Reproduce the rows verbatim from the first line through the line containing "positive clicks: (188, 223) (194, 233)", including that line.
--*--
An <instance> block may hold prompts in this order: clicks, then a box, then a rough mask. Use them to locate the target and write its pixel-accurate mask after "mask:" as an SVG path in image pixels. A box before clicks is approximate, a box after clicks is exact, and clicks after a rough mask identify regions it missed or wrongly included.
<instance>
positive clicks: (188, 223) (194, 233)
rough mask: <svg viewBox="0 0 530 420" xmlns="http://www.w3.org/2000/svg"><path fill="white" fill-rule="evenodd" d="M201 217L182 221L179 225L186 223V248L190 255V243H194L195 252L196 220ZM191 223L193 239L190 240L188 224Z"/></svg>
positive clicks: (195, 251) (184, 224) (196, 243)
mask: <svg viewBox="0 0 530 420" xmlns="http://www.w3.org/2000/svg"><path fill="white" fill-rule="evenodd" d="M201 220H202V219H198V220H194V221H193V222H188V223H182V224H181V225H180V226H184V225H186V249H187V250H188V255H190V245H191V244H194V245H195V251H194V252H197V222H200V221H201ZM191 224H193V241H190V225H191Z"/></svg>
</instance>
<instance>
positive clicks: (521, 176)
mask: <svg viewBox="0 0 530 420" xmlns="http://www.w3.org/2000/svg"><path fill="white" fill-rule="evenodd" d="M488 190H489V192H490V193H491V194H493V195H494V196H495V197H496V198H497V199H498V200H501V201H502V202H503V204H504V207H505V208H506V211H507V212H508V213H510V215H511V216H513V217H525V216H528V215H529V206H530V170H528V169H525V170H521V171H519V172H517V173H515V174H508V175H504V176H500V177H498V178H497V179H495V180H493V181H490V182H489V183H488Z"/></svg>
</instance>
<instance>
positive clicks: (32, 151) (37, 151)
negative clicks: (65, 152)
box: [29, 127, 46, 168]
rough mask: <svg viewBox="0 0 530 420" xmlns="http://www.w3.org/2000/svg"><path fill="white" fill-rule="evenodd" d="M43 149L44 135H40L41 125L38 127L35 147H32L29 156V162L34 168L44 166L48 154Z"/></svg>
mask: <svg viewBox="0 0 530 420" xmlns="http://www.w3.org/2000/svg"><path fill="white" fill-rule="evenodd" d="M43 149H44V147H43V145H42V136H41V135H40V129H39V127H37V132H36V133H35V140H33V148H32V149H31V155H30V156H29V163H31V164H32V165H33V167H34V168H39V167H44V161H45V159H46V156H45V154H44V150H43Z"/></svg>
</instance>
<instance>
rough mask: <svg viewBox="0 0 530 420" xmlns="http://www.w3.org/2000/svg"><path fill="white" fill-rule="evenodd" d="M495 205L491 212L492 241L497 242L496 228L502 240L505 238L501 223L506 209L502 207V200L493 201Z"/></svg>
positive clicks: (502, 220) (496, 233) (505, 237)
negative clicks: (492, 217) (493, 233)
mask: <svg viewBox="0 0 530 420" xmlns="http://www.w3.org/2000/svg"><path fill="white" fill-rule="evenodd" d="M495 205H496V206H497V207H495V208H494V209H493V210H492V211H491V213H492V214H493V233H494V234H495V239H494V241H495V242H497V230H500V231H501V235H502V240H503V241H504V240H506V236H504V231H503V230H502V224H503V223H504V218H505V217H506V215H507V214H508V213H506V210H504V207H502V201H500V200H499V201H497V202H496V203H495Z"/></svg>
--*--
Result of the task -
An <instance> block may hold prompts in this order: clicks, then a box, then a rough mask. Use them to locate the target and write its pixel-accurate mask after "mask:" as an SVG path in image pixels. A box before clicks is approximate, a box after clicks is exact, and clicks after a rough mask identify regions it missed or wrongly included.
<instance>
positive clicks: (188, 223) (194, 233)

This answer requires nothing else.